TASK
Copy the newsletter text below word for word, between "Aside: who are" and "between. Via StoryThings.", inclusive.

SUPPLIED PASSAGE
■ ■ ■ ■

Greetings!
Tune in next time for a note on who I am, what I do and why museums pay me to do it.
In the meantime, it appears I have unwittingly completed a crash course in American capitalism via cultural ephemera: three plays riffing on the overriding theme of our time.
In Death of a Salesman, a man, and his family, gradually fall apart as he clings onto the decaying fabric of his American dream. Arthur Miller is superb at pairing ominous undercurrents with mundane scenes of family life and gently ratcheting up the pressure. (I caught a short West-End run with Wendall Pierce from “The Wire”).
In A View From the Bridge, a man, and his family, gradually fall apart as an undercurrent of racism collides with an unhealthy obsession. Miller again, his ingredients simmering towards their inevitable conclusion. By chance, this National Theatre production also had an alumni from “The Wire” - Dominic West!
In The Grapes of Wrath, a man, and his family, gradually fall apart under the grinding wheels of economic growth driven by faceless corporations. Bleak to the end, there is nonetheless a remote flicker of hope as Tom Joad slips into the night. He may be in flight but his fate is inexorably bound with the rising rebellion of worker unions.
Aside: who are the modern writers offering this sort of gently obfuscated commentary? I guess Jon Ronson is one of them. He has been sharing the art of finding good stories.
Films, animations, comics
Voicemail film (12 mins) - the 1 800 Happy Birthday project is a beautiful way for families to pay tribute to lost loved ones. This documentary is perhaps an example of the adage about successful stories. Big stories about small things or small stories about big things and nothing in between. Via StoryThings.
Spreadbeats - a frightening volume of cash will have been thrown at this incredible stretching of spreadsheet capabilities for Spotify. Animation is one of those mediums that seem to thrive under heavy constraints. File near Party in a Spreadsheet and other imaginative uses of mundane software.
Nicky Case is back! An expert in playful deconstructions of difficult topics, from the Coming Out Simulator and Parable of the Polygons to boosting your memory with spaced repetition. This new project is a fun, thorough, illustrated introduction to AI that will be a fantastic resource for educators - aisafety.dance
Chatbot LOLs and reproductions
Various online discussions are kicking off around cultural organisations using AI-driven chatbots to give voice to objects. Danny Burchall’s LinkedIn post has a range (50+!) of frank perspectives: the dodgy ethics, the missing user need, the value of experimenting and the “ick” factor, particularly around glib responses to difficult topics. Symplistic.ai was in promo mode on the MCN group recently. AskMona was also referenced, a French service with the same “bring [thing/historical figure] to life” schtick.

■ ■ ■ ■

INFORMATION SHOWN
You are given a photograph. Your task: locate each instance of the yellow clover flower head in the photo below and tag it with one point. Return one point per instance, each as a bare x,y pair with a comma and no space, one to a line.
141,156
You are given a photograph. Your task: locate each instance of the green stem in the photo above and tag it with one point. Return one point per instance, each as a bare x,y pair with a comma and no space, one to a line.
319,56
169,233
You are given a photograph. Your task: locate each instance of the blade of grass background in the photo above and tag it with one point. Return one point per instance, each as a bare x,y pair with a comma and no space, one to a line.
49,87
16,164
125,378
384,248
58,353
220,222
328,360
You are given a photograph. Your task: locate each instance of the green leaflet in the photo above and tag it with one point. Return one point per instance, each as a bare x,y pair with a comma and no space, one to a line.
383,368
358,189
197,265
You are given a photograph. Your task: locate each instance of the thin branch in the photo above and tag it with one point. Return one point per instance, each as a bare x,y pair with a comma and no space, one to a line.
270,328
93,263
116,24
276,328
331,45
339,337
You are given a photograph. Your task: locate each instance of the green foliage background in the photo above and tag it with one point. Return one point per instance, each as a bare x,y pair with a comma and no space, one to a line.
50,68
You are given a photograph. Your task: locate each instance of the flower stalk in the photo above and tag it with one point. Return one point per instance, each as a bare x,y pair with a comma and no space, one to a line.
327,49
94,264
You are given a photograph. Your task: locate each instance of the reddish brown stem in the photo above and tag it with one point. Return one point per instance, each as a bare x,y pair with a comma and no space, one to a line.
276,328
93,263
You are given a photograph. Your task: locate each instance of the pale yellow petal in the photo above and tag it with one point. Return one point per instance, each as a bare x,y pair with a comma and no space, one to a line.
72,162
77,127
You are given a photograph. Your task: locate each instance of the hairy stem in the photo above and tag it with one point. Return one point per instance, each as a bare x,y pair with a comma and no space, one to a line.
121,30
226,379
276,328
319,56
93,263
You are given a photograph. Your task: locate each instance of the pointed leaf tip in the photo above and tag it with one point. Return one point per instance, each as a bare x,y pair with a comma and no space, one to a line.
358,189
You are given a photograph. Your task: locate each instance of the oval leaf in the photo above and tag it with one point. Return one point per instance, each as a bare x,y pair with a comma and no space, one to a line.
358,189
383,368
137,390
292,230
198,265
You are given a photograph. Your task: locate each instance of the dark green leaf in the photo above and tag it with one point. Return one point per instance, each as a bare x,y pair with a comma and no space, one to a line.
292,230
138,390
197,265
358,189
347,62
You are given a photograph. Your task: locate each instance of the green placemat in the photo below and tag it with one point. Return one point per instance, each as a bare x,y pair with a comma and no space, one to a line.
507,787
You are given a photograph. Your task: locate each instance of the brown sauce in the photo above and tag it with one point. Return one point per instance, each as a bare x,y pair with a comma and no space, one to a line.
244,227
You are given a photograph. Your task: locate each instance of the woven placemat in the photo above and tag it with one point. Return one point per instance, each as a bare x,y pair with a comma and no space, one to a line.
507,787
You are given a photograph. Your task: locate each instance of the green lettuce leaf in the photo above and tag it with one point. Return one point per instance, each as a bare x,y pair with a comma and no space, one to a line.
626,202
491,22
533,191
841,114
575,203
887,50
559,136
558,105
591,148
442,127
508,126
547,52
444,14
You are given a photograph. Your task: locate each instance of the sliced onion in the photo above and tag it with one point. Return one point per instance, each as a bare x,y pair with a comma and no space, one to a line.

■ ■ ■ ■

ANSWER TO THE EXERCISE
Aside: who are the modern writers offering this sort of gently obfuscated commentary? I guess Jon Ronson is one of them. He has been sharing the art of finding good stories.
Films, animations, comics
Voicemail film (12 mins) - the 1 800 Happy Birthday project is a beautiful way for families to pay tribute to lost loved ones. This documentary is perhaps an example of the adage about successful stories. Big stories about small things or small stories about big things and nothing in between. Via StoryThings.